■ TASK DETAILS
The data below must be repeated exactly. Leave nothing out.

· · · ·

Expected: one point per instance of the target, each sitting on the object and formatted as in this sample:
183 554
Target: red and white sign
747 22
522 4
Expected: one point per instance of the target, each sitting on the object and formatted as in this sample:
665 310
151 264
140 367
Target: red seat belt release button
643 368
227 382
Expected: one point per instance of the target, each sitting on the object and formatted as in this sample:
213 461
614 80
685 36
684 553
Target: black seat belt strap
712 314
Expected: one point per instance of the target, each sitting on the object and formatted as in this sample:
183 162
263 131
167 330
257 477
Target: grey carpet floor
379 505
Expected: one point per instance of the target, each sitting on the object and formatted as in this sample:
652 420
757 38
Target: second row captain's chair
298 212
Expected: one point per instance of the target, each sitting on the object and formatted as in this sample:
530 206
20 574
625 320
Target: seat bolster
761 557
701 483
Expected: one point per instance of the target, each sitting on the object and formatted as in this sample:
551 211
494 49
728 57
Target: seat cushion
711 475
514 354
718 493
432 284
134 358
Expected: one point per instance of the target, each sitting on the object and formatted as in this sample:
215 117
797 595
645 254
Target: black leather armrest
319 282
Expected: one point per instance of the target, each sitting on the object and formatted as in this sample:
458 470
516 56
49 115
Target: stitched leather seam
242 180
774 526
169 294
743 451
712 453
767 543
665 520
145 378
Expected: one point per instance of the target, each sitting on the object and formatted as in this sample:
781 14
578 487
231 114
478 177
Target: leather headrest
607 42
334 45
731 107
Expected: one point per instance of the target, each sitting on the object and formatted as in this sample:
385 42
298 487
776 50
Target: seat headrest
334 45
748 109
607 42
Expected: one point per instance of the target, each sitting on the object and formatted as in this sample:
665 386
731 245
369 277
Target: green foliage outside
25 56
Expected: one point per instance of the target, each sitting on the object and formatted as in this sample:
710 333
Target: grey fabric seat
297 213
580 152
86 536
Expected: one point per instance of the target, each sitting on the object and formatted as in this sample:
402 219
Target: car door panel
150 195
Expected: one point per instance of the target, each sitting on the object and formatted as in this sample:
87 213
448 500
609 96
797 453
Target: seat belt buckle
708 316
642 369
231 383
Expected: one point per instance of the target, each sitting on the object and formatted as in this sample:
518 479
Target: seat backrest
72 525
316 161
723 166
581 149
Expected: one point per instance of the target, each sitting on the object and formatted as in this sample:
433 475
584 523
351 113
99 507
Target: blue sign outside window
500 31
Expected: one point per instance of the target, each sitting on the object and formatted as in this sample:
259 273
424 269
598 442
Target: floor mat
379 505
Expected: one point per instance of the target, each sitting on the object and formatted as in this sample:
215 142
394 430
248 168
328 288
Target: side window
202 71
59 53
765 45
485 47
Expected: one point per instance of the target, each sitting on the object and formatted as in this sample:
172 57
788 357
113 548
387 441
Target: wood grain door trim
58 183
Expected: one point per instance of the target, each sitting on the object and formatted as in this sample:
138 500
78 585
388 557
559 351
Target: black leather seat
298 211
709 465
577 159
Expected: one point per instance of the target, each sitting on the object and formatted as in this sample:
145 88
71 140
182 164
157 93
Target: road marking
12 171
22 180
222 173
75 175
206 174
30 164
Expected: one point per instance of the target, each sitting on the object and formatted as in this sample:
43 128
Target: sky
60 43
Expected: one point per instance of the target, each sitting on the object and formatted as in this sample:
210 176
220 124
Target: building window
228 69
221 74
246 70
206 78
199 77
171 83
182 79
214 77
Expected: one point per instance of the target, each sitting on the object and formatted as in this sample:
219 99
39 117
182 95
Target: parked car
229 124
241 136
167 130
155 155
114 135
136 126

· · · ·

■ TASK ANSWER
Expected: one point per instance of the target, each sitting on the object and formatted as in this sample:
183 554
Target: red and white sign
747 22
522 4
Expected: one point per instance of the target, each sitting on the object and formatted as in this sample:
665 310
151 264
140 367
Target: red seat belt release button
643 368
227 382
Expected: one point per instance of the target, each sitting on the object and formatted as in this sample:
213 461
614 80
685 36
684 553
Target: black seat belt strap
712 314
Expected: one point per instance of the target, each sitting on the object and formatted as in this sample:
183 162
263 131
167 330
257 477
Target: grey carpet floor
379 505
Expected: one point per instance of the target, each sitting on the object and formatted as in this sample:
652 420
757 38
Target: second row captain's chair
298 212
Expected: one point per instance of the target, each sitting on the object and formatted as in this sample:
530 206
20 574
625 320
Target: seat bolster
761 557
701 483
Expected: one point per instance of the target, each sitting on the object and formatted as in this sample:
551 211
494 49
728 57
Target: seat cushion
711 475
514 354
718 493
432 284
134 358
Expected: one point per instance of the target, each sitting on the object and formatted as in this sample:
215 117
797 595
645 254
Target: black leather armrest
319 282
Expected: one point per instance of the target, each sitting on the object and formatted as in this sample:
458 470
516 56
49 115
Target: stitched leather seam
242 180
774 526
169 294
743 451
712 453
767 543
665 520
145 378
Expected: one point per instance of the target, each sitting on the object and formatted as in this sample:
781 14
578 487
231 114
478 177
Target: leather headrest
607 42
334 45
731 107
Expected: one point per instance of the target, each sitting on the object and formatted as in this sample:
385 42
298 487
776 50
Target: seat headrest
334 45
748 109
607 42
Expected: one point per instance of the target, each sitting on the object and formatted as in this sample:
665 386
731 245
369 277
Target: green foliage outside
25 56
Expected: one point per instance of the target, each sitting on the object and formatted as in this sample:
710 333
Target: grey fabric seat
297 213
580 152
86 536
Expected: one point per instance of the target, each sitting on the object and formatted as in this sample:
402 219
Target: car door panel
150 195
Expected: one point per instance of the target, each sitting on the object and formatted as in this sample:
87 213
448 500
609 96
797 453
Target: seat belt buckle
708 316
642 369
231 383
Expected: one point per instance of the target, each sitting on the object and formatted as in this sample:
518 479
Target: seat backrest
72 525
316 161
723 166
581 149
Expected: one point per instance of the target, each sitting on the object and formatted as in this sample:
433 475
584 523
351 113
99 507
Target: blue sign outside window
500 31
Expected: one point per instance of the target, each sitting on the object and formatted as in this sample:
259 273
424 269
598 442
Target: floor mat
379 505
Expected: one point per instance of the target, each sitting on the object and formatted as in this sample:
215 142
394 430
248 168
328 288
Target: side window
202 71
59 53
765 45
485 47
Expected: one point per instance of the target, each sitting on the object and formatted as in this sample:
172 57
788 357
113 548
387 441
Target: wood grain door trim
58 183
Expected: one point per instance of the target, each sitting on the object and formatted as in this sample:
138 500
78 585
388 557
559 351
Target: black leather seat
298 211
709 465
577 159
Expected: one point per instance of the target, each sitting on the object and formatted as in this sample:
145 88
71 140
182 164
157 93
Target: road marking
12 171
22 180
222 173
75 175
206 174
30 164
Expected: one point per instance of the target, each sitting on the object and formatted as in this sample:
43 128
Target: sky
60 43
Expected: one point per instance of the target, each sitting on the object and formatted as in this sample:
210 176
220 124
Target: building window
228 69
221 74
246 70
206 78
199 77
171 83
182 79
214 77
Expected: one point per instance of the target, each sitting on the object and formatted as in this sample:
219 99
39 117
182 95
Target: parked car
229 124
241 136
167 130
155 155
114 135
136 126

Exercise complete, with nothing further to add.